TASKS AND EXERCISES:
**1.** In the forum thread, what does dgaffuri suggest disabling in the BIOS?
**2.** Return every line of the records that contains the string "stone", treating case as significant.

READING TEXT:
####

I saw it, but I understood that booting stops if mouse is plugged in. Are you saying that plugging in the mouse freezes the system?

----------

## Maf

 *Quote:*   

> 
> 
> I saw it, but I understood that booting stops if mouse is plugged in. Are you saying that plugging in the mouse freezes the system?
> 
> 

 

lol dude, exactly! booting the system stops when the mouse is plugged in. when it is unplugged, gentoo boots w/out problems. and when i plug the mouse during normal work of the system, nothing happens i guess. i hope that now u understood me;]

----------

## dgaffuri

 *Maf wrote:*   

> when i plug the mouse during normal work of the system, nothing happens i guess. i hope that now u understood me;]

 

No, I don't understand you. Either it freezes or "nothing happens". And how do you think that someone may guess what's happening on your system if you don't say it? Anyway, try do disable the USB legacy options in BIOS, if you have them. Good luck.

####

DATA SECTION:

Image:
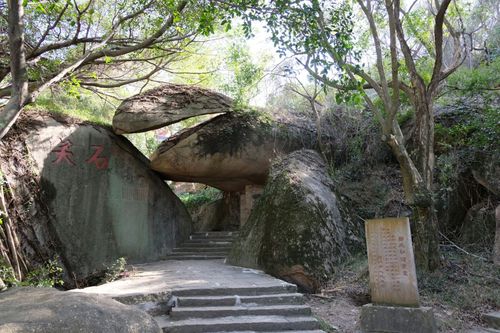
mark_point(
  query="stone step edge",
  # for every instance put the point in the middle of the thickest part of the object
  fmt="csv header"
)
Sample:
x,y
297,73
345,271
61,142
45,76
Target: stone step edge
x,y
284,288
239,307
308,331
180,313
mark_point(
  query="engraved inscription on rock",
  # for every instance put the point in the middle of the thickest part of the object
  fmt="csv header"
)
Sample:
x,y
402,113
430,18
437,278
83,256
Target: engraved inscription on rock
x,y
391,263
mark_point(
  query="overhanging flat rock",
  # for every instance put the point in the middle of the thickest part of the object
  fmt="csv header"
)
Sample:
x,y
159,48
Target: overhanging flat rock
x,y
227,152
165,105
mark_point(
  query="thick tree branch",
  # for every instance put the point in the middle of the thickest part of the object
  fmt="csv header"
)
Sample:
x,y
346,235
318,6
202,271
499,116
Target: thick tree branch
x,y
11,111
438,42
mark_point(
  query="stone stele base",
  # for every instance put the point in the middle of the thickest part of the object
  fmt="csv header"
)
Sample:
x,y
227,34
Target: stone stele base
x,y
397,319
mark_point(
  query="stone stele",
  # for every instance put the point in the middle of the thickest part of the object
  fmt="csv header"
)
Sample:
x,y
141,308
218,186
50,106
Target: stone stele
x,y
393,279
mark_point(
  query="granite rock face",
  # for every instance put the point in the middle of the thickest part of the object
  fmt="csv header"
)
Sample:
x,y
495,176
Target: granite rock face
x,y
103,199
45,310
296,230
165,105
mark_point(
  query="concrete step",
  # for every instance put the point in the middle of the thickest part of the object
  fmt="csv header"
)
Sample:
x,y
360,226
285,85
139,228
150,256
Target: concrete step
x,y
275,299
202,249
285,288
194,257
209,241
189,244
178,313
240,323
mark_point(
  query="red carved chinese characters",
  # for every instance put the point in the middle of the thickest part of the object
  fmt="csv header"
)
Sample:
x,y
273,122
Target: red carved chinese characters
x,y
63,153
99,161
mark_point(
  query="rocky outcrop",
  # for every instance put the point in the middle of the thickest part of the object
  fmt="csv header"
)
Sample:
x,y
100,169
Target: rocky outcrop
x,y
45,310
103,200
228,152
296,230
165,105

####

ANSWERS FOR THIS EXERCISE:
**1.** The USB legacy options, if the BIOS has them.

**2.**
  query="stone step edge",
Target: stone step edge
  query="stone stele base",
Target: stone stele base
  query="stone stele",
Target: stone stele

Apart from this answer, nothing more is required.